▶ [Given passage]:
My mouth is like a neighborhood you have lived in all your life that has been slated for redevelopment. It is zoned as an historic district, so new structures will have to be made in keeping with the character of the place, less than white, not perfectly straight, angled a little bit away from the ancient architecture of its orthodonture. In fact, the bite has shifted just enough to cause some structural damage.
My mouth, after the first visit, is like a house under renovation, when you feel for the light switch there are tendrils of wires, studs, distal cracks.
Tell me, says the dentist, do you grind your teeth?
He drills for what seems to be an eternity. The drill drowns out the praise songs from the Christian radio station. On the walls are inspirational posters, the ones that define desirable qualities, like teamwork, with airbrushed photographs of a sailboat or a cedar forest. There is a sampler about serenity. After the drilling is the temporary spackle that precedes the crown, something rough and easily levered off with floss.
What would stop me from grinding this down, too?
Don’t worry, he says, I built it out a little so that it is real stable.
When I look in the mirror, the temporary crown looks like the hillbilly teeth you can buy from the gumball machine at the mall.
I worry that the actual crown will be like this.
Maybe I could learn to give up smiling, an affectation of the young, or give up vanity instead and show the world my newly-made and horrifying tooth.
Our contours change with age or childbirth or surgery. It is something we accept. That’s a bunion, the doctor explained, kindly.
The real crown does not jut out to the side. Protection will take the form of something much uglier, but more discreet. They polish everything so that it looks restored.
The mouth guard imposes a new internal kind of claustrophobia. Where do you put the rest of the parts of your mouth? I prepare for the combat of sleep, the upper half attacked from below or vice versa. The idea of guarding one’s mouth from itself or what one might say. It is like tripping repeatedly over the couch in your new house. I am still learning my way around it. In the morning, I prise it away from my upper teeth and put it in its brightly colored case, the kind my daughter has for her retainers.
This morning at the farmers market there is an old lady with a big kerchief tied up around her head and a baggy white T-shirt with a copperplate script slogan that reads “This is what aging gracefully looks like.” Grin and bear it.

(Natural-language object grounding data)
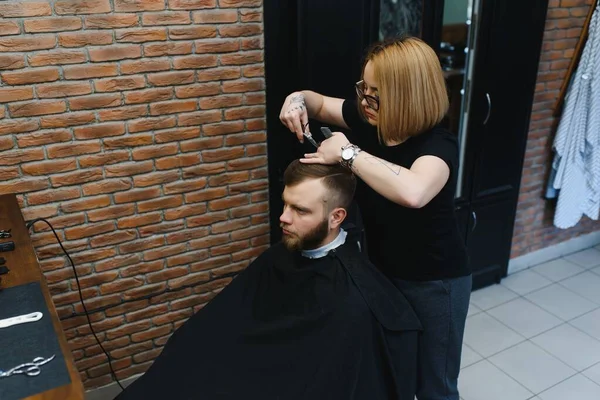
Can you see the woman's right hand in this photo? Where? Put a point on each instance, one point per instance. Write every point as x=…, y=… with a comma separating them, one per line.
x=294, y=114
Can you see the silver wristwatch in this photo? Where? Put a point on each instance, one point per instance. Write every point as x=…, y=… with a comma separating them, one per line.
x=349, y=153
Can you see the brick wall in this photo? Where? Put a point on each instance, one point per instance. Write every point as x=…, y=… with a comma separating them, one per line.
x=534, y=228
x=136, y=127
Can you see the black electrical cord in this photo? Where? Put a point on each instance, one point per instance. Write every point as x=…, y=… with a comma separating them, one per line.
x=29, y=225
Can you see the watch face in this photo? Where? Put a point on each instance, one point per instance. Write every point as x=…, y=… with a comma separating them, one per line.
x=347, y=154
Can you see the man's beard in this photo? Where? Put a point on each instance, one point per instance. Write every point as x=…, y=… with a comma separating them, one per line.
x=311, y=240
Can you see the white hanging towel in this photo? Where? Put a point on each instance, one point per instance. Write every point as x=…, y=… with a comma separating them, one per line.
x=577, y=143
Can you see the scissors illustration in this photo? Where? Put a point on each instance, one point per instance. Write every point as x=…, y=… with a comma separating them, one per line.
x=29, y=369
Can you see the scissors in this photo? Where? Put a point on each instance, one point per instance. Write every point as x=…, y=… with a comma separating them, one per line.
x=29, y=369
x=324, y=130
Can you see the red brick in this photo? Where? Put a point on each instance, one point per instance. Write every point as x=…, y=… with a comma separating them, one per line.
x=25, y=9
x=200, y=117
x=104, y=158
x=44, y=137
x=152, y=333
x=11, y=61
x=27, y=43
x=57, y=24
x=78, y=177
x=31, y=213
x=237, y=30
x=21, y=156
x=82, y=7
x=119, y=52
x=111, y=21
x=146, y=65
x=114, y=212
x=163, y=203
x=228, y=178
x=215, y=16
x=143, y=244
x=172, y=107
x=243, y=86
x=193, y=32
x=148, y=124
x=245, y=112
x=191, y=4
x=221, y=102
x=9, y=28
x=30, y=109
x=69, y=119
x=139, y=220
x=10, y=94
x=24, y=185
x=166, y=18
x=222, y=154
x=195, y=62
x=167, y=49
x=207, y=194
x=203, y=170
x=198, y=90
x=63, y=89
x=148, y=152
x=171, y=78
x=121, y=285
x=177, y=161
x=90, y=71
x=8, y=173
x=155, y=178
x=177, y=134
x=148, y=95
x=239, y=3
x=73, y=149
x=34, y=75
x=208, y=219
x=129, y=169
x=254, y=71
x=6, y=142
x=185, y=211
x=128, y=141
x=248, y=57
x=81, y=39
x=89, y=230
x=250, y=16
x=106, y=186
x=221, y=73
x=123, y=113
x=95, y=101
x=255, y=98
x=139, y=5
x=49, y=167
x=139, y=35
x=56, y=57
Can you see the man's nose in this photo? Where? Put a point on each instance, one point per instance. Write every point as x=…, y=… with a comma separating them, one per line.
x=285, y=217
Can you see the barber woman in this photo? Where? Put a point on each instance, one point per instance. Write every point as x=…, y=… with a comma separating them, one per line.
x=408, y=167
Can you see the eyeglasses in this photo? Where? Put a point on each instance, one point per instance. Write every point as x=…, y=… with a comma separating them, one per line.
x=372, y=101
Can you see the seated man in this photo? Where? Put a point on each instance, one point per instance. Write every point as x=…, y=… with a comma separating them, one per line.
x=310, y=318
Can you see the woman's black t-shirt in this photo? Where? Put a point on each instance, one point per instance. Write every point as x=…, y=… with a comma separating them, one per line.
x=416, y=244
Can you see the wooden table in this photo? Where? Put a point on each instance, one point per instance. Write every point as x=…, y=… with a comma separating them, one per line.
x=24, y=268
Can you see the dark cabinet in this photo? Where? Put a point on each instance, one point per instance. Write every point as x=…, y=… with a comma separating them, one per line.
x=319, y=45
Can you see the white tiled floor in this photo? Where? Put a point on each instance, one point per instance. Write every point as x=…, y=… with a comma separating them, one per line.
x=537, y=334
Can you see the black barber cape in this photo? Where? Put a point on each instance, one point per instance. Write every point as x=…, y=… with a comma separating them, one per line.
x=290, y=327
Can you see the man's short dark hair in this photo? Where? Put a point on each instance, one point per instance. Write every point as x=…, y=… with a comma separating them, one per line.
x=339, y=181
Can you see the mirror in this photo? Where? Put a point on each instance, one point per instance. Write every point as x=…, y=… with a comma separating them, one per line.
x=398, y=17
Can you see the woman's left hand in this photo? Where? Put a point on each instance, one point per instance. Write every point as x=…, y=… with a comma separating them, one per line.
x=329, y=151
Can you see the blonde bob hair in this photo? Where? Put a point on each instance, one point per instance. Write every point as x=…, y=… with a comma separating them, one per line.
x=411, y=87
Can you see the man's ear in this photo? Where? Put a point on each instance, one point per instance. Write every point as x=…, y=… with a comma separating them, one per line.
x=336, y=217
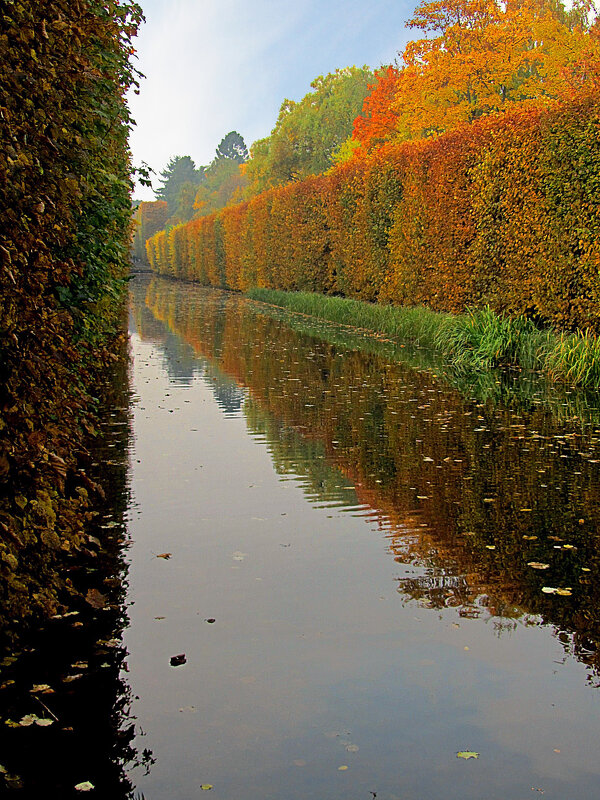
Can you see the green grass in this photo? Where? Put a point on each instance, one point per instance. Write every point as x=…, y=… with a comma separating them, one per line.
x=477, y=340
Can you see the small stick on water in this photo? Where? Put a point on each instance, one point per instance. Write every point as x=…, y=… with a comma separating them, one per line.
x=52, y=714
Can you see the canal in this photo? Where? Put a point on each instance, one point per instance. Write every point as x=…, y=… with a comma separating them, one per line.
x=342, y=573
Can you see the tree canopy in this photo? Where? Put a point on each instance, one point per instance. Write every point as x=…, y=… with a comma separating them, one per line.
x=233, y=147
x=308, y=133
x=479, y=57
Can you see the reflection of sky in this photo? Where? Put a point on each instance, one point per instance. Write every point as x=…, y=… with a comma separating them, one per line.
x=313, y=649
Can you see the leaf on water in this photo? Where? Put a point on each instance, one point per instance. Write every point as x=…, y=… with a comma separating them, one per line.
x=95, y=598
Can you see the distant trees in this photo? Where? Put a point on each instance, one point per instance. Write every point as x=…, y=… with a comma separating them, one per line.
x=178, y=183
x=233, y=147
x=308, y=133
x=479, y=57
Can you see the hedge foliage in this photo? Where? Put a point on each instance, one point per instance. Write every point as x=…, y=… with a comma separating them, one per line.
x=64, y=256
x=503, y=212
x=149, y=218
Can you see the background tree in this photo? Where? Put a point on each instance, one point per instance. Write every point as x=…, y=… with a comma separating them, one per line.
x=308, y=133
x=233, y=147
x=178, y=182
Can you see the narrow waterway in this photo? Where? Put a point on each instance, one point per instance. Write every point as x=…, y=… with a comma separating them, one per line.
x=367, y=571
x=326, y=568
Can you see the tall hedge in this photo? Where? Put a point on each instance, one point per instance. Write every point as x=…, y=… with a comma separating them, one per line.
x=503, y=212
x=64, y=251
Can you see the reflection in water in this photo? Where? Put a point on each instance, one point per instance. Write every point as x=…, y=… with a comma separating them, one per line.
x=491, y=509
x=70, y=672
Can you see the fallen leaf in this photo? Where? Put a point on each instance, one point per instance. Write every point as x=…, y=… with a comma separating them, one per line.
x=95, y=598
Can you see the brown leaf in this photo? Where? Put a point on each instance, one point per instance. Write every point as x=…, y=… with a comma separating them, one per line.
x=95, y=598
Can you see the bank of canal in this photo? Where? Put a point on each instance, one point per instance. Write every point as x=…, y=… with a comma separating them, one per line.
x=372, y=548
x=363, y=571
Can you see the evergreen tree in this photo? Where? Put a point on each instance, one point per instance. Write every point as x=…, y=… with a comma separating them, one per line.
x=233, y=147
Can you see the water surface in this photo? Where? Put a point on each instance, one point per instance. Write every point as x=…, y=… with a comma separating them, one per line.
x=368, y=570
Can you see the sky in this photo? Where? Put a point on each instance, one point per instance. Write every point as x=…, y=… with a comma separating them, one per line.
x=213, y=66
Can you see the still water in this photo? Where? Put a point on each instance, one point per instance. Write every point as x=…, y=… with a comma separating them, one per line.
x=367, y=565
x=372, y=545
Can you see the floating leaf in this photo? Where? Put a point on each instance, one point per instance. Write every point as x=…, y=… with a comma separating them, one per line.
x=95, y=598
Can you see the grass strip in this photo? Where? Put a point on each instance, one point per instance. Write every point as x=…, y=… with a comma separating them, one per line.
x=477, y=340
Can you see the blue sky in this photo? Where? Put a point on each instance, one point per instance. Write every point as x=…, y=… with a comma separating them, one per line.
x=213, y=66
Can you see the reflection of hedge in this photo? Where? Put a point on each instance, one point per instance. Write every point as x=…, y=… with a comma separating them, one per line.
x=505, y=212
x=398, y=435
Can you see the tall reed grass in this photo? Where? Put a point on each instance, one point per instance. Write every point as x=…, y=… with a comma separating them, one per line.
x=477, y=340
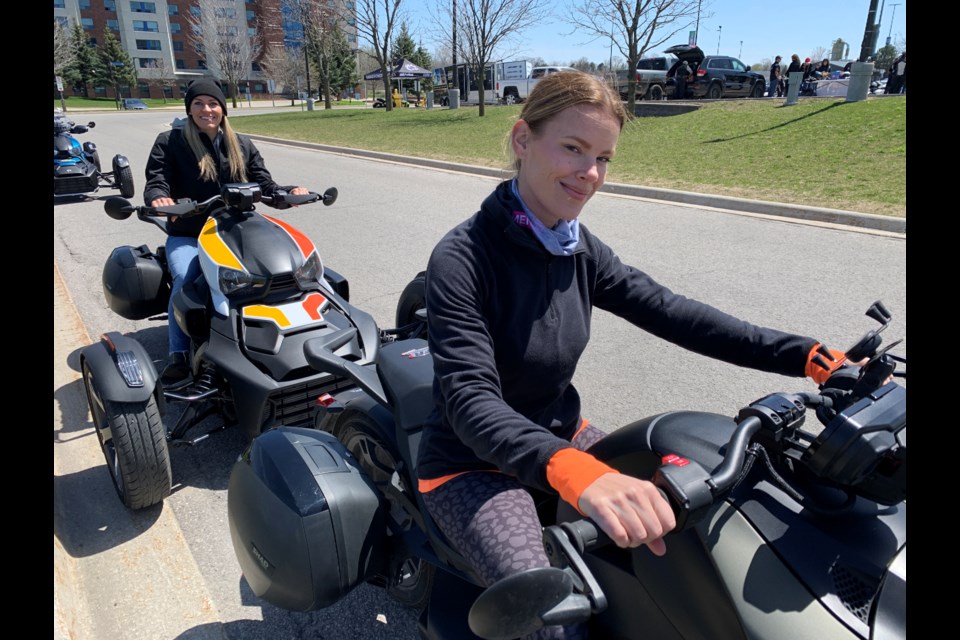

▶ [Instructions]:
1. In the essay about dental work, what slogan is printed on the old lady's T-shirt at the farmers market?
2. Print everything in the essay about dental work from "Our contours change" down to "for her retainers.".
Use only the essay about dental work and nothing from the listing.

▶ [Answers in order]:
1. "This is what aging gracefully looks like."

2.
Our contours change with age or childbirth or surgery. It is something we accept. That’s a bunion, the doctor explained, kindly.
The real crown does not jut out to the side. Protection will take the form of something much uglier, but more discreet. They polish everything so that it looks restored.
The mouth guard imposes a new internal kind of claustrophobia. Where do you put the rest of the parts of your mouth? I prepare for the combat of sleep, the upper half attacked from below or vice versa. The idea of guarding one’s mouth from itself or what one might say. It is like tripping repeatedly over the couch in your new house. I am still learning my way around it. In the morning, I prise it away from my upper teeth and put it in its brightly colored case, the kind my daughter has for her retainers.